▶ Фрагмент текста:
════
О толкании локтями в поэтической критике, полемике с Бродским и источниках финансирования
— Владимир, поздравляем ваш проект с десятилетием. Как вы оцениваете сделанное, оглядываясь на этот немаленький период?
— Что-то получилось сделать. Когда мы начинали, не могли даже представить, что у нас будет такая большая аудитория в сети — сейчас это более миллиона человек в год. Сначала мы придумали интересную, оригинальную концепцию бумажного издания, которое выпускали раз в полгода. Например, журнал с самого начала ставил задачу поставить филологическое знание на службу просвещению. Ведь филологическое знание само по себе имеет тенденцию окукливаться. У нас был очень примитивный сайт, мы просто выкладывали материалы номера. А потом стало понятно, что та концепция, которую мы придумали, — связанная с установкой на расширение количества читателей поэзии — требует адекватного технического решения.
════
▶ Сохранённые записи данных:

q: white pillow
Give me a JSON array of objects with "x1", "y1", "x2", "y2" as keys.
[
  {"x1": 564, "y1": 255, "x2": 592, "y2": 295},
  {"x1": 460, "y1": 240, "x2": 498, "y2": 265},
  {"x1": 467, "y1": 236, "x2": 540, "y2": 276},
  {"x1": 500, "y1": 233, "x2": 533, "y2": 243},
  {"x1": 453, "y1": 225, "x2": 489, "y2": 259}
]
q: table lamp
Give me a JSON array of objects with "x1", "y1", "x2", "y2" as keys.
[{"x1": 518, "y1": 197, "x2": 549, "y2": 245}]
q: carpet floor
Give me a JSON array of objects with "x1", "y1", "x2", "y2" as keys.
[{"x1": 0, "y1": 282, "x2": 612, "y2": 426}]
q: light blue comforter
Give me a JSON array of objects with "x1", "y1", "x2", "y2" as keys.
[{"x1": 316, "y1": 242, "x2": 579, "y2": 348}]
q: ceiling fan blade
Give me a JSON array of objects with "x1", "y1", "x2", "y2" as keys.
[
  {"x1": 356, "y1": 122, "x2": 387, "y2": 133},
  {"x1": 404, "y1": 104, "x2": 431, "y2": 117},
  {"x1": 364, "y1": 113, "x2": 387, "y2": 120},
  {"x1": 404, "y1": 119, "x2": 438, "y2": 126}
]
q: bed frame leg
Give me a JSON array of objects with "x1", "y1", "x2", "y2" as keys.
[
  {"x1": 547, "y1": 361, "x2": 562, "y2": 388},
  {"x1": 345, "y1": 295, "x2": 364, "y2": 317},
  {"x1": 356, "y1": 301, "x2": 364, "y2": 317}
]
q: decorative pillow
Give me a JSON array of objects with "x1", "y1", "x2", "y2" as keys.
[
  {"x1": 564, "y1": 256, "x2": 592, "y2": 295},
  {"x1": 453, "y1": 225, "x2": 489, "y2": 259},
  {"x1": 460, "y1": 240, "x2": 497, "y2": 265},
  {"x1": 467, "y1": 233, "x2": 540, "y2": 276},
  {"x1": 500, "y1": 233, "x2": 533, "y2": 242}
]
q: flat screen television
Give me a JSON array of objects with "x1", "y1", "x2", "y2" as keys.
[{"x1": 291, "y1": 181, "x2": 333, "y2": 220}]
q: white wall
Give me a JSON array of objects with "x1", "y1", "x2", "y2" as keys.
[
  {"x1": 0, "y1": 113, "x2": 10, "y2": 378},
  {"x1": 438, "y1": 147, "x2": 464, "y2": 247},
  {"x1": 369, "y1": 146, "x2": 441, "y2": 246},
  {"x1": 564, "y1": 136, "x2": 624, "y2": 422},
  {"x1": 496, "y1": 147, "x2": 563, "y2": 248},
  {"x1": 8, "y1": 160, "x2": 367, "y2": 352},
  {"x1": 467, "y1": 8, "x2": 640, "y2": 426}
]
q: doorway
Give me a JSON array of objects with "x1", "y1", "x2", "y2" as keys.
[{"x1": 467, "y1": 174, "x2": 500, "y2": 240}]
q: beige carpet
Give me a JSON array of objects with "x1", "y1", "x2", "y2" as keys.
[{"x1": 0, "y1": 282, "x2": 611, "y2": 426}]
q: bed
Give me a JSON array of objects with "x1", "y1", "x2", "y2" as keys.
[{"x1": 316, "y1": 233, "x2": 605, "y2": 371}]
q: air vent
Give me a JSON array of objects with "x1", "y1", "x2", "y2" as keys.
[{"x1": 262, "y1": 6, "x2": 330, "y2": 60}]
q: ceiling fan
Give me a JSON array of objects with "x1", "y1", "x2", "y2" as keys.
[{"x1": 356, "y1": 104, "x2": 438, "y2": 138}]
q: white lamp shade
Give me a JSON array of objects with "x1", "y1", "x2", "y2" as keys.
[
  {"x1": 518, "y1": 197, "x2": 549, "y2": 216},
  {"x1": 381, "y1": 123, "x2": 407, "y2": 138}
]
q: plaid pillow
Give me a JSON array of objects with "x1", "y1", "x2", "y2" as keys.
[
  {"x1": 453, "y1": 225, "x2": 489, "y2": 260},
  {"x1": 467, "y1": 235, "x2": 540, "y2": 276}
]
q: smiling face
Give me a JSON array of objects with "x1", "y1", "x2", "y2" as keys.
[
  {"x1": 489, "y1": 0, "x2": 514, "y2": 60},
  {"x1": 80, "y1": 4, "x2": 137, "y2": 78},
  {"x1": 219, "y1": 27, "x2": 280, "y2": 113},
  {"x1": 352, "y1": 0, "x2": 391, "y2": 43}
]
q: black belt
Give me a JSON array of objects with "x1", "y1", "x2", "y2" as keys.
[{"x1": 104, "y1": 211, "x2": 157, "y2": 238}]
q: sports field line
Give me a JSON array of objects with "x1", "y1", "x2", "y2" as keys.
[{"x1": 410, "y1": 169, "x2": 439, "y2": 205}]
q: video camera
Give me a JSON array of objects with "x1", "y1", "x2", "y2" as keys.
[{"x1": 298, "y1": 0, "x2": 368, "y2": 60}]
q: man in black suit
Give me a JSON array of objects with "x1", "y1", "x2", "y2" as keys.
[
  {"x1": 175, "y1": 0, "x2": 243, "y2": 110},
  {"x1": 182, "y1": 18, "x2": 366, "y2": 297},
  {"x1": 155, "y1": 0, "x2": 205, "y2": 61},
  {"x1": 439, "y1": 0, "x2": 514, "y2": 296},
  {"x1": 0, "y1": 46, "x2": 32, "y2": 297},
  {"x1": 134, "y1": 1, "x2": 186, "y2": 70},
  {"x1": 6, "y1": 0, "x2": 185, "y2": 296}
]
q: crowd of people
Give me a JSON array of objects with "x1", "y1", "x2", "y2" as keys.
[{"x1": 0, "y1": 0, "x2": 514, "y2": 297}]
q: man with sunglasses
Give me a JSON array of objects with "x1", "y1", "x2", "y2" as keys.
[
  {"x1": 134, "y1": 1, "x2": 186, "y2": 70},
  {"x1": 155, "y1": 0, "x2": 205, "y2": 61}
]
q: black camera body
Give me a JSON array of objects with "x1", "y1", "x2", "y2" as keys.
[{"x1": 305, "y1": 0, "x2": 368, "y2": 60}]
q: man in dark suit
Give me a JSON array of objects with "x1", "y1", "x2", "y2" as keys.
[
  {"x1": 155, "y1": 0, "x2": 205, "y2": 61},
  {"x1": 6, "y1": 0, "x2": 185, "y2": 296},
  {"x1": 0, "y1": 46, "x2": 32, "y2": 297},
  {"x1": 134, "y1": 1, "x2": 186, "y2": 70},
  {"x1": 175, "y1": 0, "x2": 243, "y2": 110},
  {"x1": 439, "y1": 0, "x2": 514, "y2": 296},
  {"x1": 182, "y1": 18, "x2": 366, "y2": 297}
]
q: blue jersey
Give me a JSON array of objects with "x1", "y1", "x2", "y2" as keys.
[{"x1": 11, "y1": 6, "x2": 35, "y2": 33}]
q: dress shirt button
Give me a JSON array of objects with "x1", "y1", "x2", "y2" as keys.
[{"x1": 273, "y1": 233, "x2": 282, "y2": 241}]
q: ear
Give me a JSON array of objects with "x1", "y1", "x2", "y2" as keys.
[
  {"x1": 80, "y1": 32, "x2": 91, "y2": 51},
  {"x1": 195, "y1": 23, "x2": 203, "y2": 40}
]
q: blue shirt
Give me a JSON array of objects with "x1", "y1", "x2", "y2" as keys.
════
Допишите интервью о десятилетии поэтического журнала, начав сразу после его последней фразы.

— Выпускать только журнал при такой концепции было явно недостаточно.
— Да, именно так. Поэтому мы разработали проект сайта и пару лет искали на него деньги. Нашли — выиграли грант. Осенью 2020-го запустили сайт. И вот по итогам 2023-го года мы насчитали совокупную аудиторию во всех каналах, включая телеграм-канал и социальные сети, примерно 1,3 миллиона человек.
Помню, пока мы искали деньги на сайт, я носился с цитатой из Бродского, согласно которой поэзию во все времена читает примерно один процент населения. При этом некоторые социологи говорят, что цифра на самом деле больше — 2-3%. Я показывал эти данные всем и спрашивал: вы помните, какое население в России? Так вот, у нас нет ни литературного, ни поэтического СМИ, которое охватывало бы аудиторию в один, два или три процента населения. У всех аудитория гораздо меньше. А у нас почти получилось — мы близки к этому одному проценту. Вот только пока не сказать, чтобы это сильно повлияло на наш литературный процесс.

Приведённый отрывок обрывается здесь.